■ **PASSAGE PROVIDED**
[Start of Attachment]

Skip Navigation
Fellows

We All Killed Kalief Browder

Before his tragic suicide, the justice system failed Kalief Browder too many times.

June 11, 2015

Hundreds of men and women commit suicide in our nation’s jails and prisons every year — it is always among the leading causes of death, right up there with heart disease. These suicides occur not just because of the physical and emotional toll that incarceration necessarily takes upon a prisoner — the point of incarceration in a nation known for its exceptionally harsh punishment — but because of the studied cruelty and callousness with which inmates are treated by prison officials and corrections officers.

When a federal inmate commits suicide at ADX-Florence, the “Supermax” prison in Colorado, for example, guards zealously place shackles on the body, post-mortem, before releasing it to the local coroner. Take a close look at the suicide of Billy Slagle in Ohio a few years ago if you want to understand the culture within which prison officials and corrections officers operate. It’s a different branch of the same tree that explains why so many of our prisons and jails neglect to provide adequate medical care for inmates.

What we don’t yet have is an accurate count of the toll from suicide committed by men and women (and boys and girls) who spent hard time in jail or prison and then are freed but whose minds and lives are forever ruined by the abuse and neglect they encountered while incarcerated. Even before the heartbreaking death of young Kalief Browder last weekend there was a nascent push to better chronicle the lives and deaths of the wrongfully convicted who kill themselves or who die prematurely on the outside after expending so much of their life force getting free. Perhaps now those efforts will speed up and we’ll have the statistics we know will be more than any of us can bear.

[End of Attachment]

■ **Excerpts from a dataset**

[Start of Attachment]

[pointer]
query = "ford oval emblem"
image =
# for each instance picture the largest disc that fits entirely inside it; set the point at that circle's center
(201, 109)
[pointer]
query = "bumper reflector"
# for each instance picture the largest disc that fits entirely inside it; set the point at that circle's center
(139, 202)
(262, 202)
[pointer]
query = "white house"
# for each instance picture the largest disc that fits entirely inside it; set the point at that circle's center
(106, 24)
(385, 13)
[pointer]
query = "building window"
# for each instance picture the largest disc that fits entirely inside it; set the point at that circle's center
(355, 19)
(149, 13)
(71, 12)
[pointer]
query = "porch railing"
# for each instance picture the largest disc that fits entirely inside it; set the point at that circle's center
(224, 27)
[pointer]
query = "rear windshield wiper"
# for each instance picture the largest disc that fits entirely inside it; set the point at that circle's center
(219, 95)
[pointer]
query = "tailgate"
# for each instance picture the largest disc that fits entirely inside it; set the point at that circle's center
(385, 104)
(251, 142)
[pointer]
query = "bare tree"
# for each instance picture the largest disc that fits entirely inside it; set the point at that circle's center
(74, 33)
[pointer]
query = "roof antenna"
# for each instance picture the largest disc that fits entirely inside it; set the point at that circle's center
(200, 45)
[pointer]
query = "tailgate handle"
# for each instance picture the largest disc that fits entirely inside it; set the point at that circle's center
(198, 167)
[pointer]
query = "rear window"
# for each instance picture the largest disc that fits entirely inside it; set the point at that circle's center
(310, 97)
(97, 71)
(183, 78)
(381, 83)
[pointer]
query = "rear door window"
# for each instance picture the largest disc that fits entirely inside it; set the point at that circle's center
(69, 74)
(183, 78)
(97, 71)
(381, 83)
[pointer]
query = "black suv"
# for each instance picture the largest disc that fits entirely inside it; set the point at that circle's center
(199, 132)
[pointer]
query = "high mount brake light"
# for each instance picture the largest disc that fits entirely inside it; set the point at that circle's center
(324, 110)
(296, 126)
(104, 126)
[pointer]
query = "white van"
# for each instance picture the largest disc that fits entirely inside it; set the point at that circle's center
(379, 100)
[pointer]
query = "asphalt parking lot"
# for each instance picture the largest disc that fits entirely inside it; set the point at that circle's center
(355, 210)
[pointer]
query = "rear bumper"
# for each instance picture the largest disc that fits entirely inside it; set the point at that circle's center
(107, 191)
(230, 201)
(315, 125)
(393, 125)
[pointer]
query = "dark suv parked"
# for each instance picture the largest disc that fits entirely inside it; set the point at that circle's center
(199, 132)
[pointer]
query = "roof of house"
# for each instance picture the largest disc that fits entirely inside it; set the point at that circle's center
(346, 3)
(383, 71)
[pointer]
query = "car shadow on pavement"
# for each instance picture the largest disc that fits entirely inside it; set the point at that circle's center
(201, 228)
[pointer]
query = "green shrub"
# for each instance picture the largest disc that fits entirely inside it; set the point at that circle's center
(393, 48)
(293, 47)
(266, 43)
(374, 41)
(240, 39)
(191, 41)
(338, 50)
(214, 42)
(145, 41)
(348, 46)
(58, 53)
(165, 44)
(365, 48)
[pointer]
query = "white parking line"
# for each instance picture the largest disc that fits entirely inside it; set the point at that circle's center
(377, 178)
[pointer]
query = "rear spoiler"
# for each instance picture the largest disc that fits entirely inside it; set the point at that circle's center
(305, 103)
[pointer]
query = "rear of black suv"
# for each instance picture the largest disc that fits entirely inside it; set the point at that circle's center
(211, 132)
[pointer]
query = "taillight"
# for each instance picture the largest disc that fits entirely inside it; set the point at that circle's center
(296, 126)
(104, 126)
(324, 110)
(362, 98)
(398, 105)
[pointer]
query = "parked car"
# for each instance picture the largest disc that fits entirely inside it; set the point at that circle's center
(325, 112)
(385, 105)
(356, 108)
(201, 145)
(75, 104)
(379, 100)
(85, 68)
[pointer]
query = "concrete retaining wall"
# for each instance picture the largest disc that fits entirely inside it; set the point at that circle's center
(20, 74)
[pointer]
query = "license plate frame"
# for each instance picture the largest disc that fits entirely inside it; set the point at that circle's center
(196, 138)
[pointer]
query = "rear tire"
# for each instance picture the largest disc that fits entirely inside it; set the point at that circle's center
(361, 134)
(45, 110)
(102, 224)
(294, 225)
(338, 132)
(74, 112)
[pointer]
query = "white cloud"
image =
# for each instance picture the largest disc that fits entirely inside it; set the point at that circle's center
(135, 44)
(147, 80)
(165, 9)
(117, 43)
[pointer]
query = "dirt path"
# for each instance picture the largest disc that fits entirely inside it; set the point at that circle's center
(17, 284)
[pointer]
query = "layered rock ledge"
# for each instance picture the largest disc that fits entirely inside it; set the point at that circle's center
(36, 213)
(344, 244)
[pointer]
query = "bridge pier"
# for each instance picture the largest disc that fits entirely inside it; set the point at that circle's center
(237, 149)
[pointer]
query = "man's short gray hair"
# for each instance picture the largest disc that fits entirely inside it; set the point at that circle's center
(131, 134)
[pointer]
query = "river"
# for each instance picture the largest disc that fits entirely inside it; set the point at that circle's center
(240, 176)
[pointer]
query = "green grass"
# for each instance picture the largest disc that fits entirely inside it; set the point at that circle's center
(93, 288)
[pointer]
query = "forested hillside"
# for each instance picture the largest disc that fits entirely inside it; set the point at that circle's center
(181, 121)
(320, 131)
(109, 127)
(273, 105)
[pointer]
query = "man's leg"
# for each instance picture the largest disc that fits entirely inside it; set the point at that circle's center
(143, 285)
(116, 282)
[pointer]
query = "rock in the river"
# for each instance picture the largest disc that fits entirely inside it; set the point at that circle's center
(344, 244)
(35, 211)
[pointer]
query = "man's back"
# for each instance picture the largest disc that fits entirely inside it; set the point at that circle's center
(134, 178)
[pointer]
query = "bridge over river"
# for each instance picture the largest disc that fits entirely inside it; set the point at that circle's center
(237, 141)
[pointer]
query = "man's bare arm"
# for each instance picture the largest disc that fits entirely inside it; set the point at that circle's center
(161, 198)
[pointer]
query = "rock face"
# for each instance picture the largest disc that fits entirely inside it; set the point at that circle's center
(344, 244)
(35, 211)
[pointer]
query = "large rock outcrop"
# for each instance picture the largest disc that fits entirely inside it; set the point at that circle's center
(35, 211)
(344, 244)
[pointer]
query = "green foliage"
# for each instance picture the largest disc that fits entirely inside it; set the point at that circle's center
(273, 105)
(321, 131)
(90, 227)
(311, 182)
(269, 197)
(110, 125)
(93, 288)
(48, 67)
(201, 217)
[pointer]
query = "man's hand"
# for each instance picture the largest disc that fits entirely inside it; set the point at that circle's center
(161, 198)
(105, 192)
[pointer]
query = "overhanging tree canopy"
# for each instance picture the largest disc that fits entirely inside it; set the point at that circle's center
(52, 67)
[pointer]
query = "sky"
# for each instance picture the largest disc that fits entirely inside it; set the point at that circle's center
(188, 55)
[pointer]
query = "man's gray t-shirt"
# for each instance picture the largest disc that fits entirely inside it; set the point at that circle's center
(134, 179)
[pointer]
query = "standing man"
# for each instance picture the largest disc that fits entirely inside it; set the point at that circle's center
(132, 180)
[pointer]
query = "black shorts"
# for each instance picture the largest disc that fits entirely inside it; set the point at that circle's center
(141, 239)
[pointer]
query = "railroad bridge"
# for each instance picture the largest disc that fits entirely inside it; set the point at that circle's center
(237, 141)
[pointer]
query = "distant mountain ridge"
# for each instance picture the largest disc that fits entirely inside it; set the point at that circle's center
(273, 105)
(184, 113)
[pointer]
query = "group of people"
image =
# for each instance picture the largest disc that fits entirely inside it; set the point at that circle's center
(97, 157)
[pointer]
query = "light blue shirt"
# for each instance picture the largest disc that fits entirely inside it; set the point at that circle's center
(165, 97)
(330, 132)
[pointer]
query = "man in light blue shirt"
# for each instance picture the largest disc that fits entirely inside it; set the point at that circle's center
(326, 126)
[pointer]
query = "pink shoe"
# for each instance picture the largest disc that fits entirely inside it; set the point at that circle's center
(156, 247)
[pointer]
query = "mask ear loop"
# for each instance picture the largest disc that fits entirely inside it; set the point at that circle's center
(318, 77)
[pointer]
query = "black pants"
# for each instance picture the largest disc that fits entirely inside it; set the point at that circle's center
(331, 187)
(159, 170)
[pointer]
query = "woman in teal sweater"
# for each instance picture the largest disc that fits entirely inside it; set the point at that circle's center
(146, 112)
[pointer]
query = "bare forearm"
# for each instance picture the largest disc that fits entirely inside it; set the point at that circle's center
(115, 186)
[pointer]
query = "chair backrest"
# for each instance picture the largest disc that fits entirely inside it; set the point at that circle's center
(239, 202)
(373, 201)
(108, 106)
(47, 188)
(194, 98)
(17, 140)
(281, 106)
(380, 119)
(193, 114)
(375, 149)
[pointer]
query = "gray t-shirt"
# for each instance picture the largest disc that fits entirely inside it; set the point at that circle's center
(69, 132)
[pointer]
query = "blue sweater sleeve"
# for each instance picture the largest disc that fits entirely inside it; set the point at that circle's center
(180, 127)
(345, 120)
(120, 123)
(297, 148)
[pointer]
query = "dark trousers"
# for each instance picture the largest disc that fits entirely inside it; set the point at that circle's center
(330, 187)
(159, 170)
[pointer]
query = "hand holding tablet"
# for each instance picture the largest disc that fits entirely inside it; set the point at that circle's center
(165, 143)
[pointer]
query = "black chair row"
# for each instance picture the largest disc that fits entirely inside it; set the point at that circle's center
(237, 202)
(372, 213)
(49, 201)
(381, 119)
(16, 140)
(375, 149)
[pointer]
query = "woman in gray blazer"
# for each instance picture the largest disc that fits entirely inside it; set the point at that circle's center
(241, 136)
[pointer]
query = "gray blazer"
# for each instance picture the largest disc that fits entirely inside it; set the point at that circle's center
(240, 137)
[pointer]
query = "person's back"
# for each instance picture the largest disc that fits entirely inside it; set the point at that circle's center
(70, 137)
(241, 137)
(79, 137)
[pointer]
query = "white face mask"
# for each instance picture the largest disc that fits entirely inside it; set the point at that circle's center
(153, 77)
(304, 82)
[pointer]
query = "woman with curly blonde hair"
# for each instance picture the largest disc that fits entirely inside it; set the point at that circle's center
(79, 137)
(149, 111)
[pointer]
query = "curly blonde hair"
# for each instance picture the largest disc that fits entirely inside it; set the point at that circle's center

[End of Attachment]

■ **TASK REQUIREMENTS**
Extract the passage of the Kalief Browder article starting with "Skip Navigation" and going on through "and corrections officers.", copied word for word.

■ **RESPONSE TO THE TASK**
Skip Navigation
Fellows

We All Killed Kalief Browder

Before his tragic suicide, the justice system failed Kalief Browder too many times.

June 11, 2015

Hundreds of men and women commit suicide in our nation’s jails and prisons every year — it is always among the leading causes of death, right up there with heart disease. These suicides occur not just because of the physical and emotional toll that incarceration necessarily takes upon a prisoner — the point of incarceration in a nation known for its exceptionally harsh punishment — but because of the studied cruelty and callousness with which inmates are treated by prison officials and corrections officers.